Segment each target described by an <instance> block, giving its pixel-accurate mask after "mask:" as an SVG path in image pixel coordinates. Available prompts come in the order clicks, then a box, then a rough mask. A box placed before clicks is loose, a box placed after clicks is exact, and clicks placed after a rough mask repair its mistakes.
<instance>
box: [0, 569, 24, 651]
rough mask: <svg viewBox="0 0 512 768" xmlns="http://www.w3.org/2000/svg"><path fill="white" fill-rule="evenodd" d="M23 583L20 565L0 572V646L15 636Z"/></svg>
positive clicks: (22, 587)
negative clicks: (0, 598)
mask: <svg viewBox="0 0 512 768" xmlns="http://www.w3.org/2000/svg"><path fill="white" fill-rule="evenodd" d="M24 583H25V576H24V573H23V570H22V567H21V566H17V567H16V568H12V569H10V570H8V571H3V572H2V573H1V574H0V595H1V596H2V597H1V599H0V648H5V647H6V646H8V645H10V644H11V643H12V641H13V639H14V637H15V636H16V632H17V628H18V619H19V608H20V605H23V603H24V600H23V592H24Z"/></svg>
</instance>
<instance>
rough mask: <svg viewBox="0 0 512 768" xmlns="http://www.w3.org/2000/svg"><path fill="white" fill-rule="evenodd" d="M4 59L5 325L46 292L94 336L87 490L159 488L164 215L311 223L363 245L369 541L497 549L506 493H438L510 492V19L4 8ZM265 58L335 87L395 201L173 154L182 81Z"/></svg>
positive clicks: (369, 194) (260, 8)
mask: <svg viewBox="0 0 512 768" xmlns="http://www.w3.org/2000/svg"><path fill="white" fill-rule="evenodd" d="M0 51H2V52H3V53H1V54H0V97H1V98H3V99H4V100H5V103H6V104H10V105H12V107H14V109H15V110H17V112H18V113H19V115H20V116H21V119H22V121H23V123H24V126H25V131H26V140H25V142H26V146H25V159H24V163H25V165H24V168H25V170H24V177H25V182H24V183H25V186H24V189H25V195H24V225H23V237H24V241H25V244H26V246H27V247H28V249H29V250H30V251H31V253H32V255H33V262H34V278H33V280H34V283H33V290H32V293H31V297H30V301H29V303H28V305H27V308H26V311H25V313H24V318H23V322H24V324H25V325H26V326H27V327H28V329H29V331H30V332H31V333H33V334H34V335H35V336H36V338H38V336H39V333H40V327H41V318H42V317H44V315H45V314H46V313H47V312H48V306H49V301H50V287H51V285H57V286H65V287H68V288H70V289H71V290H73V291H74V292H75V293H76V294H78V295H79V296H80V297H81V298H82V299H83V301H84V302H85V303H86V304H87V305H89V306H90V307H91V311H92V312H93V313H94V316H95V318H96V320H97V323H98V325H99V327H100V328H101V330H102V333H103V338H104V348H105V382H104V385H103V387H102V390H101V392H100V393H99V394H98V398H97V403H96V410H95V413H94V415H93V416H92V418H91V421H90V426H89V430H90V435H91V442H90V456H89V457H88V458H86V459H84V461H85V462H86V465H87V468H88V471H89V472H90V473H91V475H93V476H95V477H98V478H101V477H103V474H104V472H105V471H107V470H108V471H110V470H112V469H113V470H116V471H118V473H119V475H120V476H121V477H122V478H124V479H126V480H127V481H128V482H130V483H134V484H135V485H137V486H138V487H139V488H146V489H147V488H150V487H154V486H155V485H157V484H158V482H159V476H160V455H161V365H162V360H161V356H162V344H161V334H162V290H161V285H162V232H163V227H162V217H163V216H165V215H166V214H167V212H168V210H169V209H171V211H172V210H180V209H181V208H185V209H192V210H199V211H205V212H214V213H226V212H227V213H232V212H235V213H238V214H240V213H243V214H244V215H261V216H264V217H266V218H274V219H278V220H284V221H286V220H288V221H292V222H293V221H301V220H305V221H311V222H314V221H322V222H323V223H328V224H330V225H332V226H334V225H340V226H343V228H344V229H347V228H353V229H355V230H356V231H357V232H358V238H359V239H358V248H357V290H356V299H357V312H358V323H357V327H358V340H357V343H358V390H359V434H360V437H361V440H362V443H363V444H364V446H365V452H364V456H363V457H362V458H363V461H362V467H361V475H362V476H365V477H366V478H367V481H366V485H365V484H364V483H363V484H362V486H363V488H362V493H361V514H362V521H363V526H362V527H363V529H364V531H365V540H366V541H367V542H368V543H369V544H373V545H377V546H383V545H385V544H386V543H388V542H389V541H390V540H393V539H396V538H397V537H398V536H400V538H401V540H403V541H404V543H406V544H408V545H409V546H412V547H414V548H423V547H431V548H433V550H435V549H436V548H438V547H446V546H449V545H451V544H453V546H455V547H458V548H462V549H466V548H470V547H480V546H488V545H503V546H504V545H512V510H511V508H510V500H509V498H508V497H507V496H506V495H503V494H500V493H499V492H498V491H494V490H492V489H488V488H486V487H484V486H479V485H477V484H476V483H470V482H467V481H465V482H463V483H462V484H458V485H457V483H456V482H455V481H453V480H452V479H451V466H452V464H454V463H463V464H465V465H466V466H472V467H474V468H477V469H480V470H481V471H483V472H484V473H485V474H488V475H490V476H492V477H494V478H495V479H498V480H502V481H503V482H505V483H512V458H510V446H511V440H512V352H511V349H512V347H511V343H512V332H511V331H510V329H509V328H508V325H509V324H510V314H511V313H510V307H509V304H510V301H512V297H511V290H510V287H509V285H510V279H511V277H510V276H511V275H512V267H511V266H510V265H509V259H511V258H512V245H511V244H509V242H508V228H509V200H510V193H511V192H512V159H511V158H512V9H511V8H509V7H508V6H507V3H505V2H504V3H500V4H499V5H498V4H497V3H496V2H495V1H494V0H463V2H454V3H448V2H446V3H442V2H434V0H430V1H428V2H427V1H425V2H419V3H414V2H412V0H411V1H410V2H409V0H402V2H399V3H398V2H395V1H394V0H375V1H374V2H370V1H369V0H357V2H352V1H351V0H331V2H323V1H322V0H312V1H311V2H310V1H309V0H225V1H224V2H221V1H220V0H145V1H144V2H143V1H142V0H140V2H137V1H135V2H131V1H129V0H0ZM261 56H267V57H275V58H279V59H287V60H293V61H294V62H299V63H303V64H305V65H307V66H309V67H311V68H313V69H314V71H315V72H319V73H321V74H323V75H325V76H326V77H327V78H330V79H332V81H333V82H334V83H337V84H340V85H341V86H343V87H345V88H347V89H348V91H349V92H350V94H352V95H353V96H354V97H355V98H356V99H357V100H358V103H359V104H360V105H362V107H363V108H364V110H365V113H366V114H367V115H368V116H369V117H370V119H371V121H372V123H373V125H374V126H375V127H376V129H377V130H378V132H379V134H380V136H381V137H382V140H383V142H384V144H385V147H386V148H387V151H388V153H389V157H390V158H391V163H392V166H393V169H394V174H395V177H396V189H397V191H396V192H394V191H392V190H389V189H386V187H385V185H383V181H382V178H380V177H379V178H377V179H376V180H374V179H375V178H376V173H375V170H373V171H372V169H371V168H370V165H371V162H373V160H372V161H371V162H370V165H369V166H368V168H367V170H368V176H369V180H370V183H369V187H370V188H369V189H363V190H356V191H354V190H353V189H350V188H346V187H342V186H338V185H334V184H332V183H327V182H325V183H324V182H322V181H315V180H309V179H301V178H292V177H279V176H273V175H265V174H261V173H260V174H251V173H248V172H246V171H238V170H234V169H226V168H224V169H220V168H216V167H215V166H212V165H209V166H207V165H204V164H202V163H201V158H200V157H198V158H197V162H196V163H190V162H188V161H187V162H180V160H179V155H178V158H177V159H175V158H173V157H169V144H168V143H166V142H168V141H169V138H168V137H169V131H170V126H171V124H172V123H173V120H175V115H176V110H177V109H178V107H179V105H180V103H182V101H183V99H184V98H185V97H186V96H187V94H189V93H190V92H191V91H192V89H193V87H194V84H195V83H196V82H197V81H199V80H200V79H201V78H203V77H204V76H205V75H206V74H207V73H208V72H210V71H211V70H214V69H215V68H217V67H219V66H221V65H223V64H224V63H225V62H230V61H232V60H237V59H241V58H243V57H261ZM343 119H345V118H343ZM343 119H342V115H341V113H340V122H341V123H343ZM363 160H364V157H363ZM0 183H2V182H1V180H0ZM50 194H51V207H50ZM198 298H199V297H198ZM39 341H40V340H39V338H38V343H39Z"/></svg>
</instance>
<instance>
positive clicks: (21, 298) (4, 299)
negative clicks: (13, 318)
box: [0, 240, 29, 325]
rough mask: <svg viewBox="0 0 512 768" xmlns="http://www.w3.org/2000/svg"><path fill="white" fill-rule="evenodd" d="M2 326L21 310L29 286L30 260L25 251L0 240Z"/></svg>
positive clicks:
§ §
EXERCISE REQUIREMENTS:
Nothing beyond the line containing "positive clicks: (22, 587)" is to be output; the lines above, from the first one onward to that line, are to be transcribed exactly.

RESPONSE TO THE EXERCISE:
Segment each target described by an <instance> block, giving its pixel-accurate mask after "mask:" as an SVG path in image pixel coordinates. Available prompts come in the order clicks, then a box, then a rough mask. A box placed before clicks is loose, a box placed after clicks is exact, and clicks placed after a rough mask repair its mistakes.
<instance>
box: [0, 569, 24, 651]
rough mask: <svg viewBox="0 0 512 768" xmlns="http://www.w3.org/2000/svg"><path fill="white" fill-rule="evenodd" d="M23 583L20 565L0 572V646L15 636Z"/></svg>
positive clicks: (22, 587)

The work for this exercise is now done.